Hallman Lecture will talk COVID and Indigenous communities
A message from the School of Public Health and Health Systems.
Please join the School of Public Health and Health Systems for a Hallman lecture and panel discussion on COVID-19 and Indigenous communities on May 19, from 1:00 p.m. to 4:00 p.m. with keynote speaker Perry Bellegarde, national chief of the Assembly of First Nations.
The pandemic has had devastating and unique impacts on First Nation communities, particularly with the loss of respected Elders and Knowledge Holders. These impacts have been experienced differently across jurisdictions within Canada and bring to light critical opportunities for learning and advocating for a wide diversity of First Nation families and communities.
This Hallman lecture will include a discussion of the COVID-19 response from the perspective of Bellegarde, followed by a panel discussion on other national as well as regional successes and challenges.
Larry Smith stepping down as Problem Lab director
The iconic Larry Smith is ironically stepping away from a start-up. He is stepping away from his director role in The Problem Lab student innovation program. Smith founded The Problem Lab in 2018 and has served as its director ever since.
“Larry’s passion for economics and entrepreneurship has paved his long Waterloo career as being one of the University’s most sought-after instructors, guest speakers and leaders,” writes Chris Read, associate provost, students. “The Problem Lab, the first of its kind in Canada, has helped many student innovators learn how to examine a problem. Through Larry’s leadership, the Problem Lab has supported thousands of students and entrenched Waterloo’s reputation for being the home to the most creative, energetic and determined students in the world. This creation was born out of Larry’s passion to ensure our students were dreaming big, thinking big, and readied to make their impact.”

- _Recorded data_

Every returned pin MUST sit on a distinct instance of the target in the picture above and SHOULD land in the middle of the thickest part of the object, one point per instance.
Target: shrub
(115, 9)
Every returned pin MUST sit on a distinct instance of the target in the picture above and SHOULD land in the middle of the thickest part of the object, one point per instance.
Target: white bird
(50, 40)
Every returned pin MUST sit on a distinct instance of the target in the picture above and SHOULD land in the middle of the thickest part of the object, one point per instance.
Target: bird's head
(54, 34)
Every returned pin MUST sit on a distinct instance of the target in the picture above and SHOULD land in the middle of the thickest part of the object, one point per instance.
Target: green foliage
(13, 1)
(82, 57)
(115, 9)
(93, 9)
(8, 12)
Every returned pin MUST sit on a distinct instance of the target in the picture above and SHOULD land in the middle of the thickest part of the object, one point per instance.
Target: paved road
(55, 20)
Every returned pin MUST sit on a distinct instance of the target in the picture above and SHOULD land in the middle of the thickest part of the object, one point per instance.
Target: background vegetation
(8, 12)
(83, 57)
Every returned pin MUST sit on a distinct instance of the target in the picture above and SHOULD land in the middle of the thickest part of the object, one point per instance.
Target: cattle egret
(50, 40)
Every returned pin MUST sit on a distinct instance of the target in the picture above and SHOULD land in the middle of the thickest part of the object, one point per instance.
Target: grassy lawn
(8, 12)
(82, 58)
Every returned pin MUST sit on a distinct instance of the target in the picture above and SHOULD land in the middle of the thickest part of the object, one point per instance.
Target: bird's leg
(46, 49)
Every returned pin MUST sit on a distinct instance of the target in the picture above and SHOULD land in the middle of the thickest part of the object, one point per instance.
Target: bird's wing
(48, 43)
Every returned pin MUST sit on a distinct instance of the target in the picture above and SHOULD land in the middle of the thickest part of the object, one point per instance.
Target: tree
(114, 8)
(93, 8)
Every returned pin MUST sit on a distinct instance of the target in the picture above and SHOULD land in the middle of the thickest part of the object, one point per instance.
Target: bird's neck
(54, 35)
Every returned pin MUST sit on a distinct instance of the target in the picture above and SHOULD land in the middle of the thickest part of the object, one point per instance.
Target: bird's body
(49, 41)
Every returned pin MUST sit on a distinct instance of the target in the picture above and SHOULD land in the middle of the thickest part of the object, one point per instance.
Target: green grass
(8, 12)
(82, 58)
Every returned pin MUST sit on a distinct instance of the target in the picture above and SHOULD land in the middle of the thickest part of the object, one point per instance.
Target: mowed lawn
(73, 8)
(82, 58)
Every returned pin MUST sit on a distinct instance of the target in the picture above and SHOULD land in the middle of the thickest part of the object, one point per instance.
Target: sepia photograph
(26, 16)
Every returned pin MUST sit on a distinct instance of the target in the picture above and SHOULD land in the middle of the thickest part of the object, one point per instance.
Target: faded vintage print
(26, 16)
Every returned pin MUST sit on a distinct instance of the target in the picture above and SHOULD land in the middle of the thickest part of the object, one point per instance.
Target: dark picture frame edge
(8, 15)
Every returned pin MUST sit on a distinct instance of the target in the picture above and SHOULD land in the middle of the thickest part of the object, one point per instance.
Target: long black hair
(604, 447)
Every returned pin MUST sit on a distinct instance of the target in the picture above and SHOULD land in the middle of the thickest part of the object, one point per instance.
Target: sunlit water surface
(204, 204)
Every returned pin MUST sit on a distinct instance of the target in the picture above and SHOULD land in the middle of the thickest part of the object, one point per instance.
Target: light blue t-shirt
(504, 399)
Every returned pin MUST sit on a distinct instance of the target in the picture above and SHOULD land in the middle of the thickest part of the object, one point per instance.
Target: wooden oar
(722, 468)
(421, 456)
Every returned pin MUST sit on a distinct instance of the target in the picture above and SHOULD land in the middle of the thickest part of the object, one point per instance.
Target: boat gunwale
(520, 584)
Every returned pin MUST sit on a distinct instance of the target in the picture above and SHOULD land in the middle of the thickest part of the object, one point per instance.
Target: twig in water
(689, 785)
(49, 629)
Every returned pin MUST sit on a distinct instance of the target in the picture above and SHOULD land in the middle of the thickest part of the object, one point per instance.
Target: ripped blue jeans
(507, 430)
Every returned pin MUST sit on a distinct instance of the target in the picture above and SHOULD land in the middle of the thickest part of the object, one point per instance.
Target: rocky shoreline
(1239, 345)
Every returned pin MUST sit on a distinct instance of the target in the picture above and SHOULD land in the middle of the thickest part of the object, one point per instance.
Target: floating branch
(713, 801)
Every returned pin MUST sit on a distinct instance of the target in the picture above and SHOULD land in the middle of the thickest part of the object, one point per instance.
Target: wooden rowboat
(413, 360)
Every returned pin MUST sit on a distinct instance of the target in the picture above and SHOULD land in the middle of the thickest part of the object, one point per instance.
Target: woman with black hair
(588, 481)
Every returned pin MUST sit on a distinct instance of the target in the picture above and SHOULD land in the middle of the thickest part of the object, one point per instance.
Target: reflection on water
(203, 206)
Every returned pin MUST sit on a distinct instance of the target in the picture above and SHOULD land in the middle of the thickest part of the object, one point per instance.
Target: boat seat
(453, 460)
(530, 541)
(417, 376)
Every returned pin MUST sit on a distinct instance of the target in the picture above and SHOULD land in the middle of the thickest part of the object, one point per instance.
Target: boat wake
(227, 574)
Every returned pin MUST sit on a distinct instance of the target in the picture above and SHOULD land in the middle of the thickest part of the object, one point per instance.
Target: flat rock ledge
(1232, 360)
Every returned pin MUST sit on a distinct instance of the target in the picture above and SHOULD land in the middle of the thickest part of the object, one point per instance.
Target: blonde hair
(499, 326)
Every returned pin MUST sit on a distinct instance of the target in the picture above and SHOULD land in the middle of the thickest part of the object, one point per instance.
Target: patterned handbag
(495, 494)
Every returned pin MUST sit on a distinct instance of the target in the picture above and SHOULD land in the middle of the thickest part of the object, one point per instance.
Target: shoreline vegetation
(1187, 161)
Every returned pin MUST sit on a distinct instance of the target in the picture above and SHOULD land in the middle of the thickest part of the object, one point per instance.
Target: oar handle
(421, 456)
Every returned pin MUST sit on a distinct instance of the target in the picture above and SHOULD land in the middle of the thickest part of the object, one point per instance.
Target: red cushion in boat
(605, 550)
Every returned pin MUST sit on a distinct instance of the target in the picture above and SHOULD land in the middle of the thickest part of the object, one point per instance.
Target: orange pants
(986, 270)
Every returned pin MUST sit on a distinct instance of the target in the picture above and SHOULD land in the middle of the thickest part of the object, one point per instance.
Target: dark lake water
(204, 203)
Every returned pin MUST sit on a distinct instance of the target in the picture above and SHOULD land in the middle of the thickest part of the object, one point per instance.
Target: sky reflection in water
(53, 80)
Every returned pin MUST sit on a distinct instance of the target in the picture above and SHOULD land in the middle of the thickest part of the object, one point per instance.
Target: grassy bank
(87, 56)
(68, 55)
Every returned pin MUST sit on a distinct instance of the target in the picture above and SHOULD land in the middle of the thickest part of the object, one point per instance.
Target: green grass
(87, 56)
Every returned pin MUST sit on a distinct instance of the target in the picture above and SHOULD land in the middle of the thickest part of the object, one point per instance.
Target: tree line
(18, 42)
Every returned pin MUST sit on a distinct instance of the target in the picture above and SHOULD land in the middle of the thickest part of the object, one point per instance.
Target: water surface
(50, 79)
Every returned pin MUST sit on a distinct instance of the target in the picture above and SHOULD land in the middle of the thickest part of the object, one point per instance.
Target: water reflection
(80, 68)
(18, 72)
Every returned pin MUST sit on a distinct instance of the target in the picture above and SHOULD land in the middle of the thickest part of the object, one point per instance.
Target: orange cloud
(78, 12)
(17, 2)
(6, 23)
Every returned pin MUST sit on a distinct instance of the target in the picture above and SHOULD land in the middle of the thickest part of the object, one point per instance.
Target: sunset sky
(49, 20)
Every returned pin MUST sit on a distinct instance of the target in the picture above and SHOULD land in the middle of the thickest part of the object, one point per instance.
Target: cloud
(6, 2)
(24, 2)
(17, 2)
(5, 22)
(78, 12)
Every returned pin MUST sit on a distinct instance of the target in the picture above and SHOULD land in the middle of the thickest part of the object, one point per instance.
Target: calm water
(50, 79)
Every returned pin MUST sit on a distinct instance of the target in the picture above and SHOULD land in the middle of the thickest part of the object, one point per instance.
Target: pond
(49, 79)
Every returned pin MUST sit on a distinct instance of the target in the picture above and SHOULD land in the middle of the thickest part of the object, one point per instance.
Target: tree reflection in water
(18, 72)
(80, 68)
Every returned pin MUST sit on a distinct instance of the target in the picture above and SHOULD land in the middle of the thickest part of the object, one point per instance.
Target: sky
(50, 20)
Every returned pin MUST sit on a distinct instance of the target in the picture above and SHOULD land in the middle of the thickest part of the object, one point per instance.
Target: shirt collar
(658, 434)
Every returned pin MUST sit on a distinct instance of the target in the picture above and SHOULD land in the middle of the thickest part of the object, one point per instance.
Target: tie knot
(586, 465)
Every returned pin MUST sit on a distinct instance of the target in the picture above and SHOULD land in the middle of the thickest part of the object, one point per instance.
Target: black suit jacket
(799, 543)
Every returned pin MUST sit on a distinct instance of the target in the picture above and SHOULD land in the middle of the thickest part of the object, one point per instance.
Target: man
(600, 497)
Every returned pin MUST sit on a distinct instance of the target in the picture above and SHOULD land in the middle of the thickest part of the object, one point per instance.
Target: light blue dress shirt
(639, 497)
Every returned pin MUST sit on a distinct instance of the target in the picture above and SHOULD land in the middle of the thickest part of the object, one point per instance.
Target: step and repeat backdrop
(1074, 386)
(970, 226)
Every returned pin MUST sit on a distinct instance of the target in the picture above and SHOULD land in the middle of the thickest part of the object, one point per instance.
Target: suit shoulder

- _Your instructions_
Continue the campus news bulletin from the point at which it stops. The records are separate material and have no connection to the campus news bulletin.

- _Response for this exercise_
The Problem Lab helps students find and understand important problems—the critical, but often overlooked, first step of entrepreneurial innovation. The Problem Lab was established with $300,000 in seed funding from Mike Lazaridis and Doug Fregin, principals of Quantum Valley Investments® and founders of Blackberry.
Smith is a Waterloo alumnus, holding a BA and MA from the University as well as an honorary degree from Conestoga College. His specialty is in the economics of innovation and forecasting. He received the University of Waterloo’s Distinguished Teaching Award in 1993. Smith made a splash on the world stage when his 2011 Tedx talk, Why you will fail to have a great career, went viral with more than 7 million views to date. His book, No Fears, No Excuses: What You Need to Do to Have a Great Career, was published in 2016.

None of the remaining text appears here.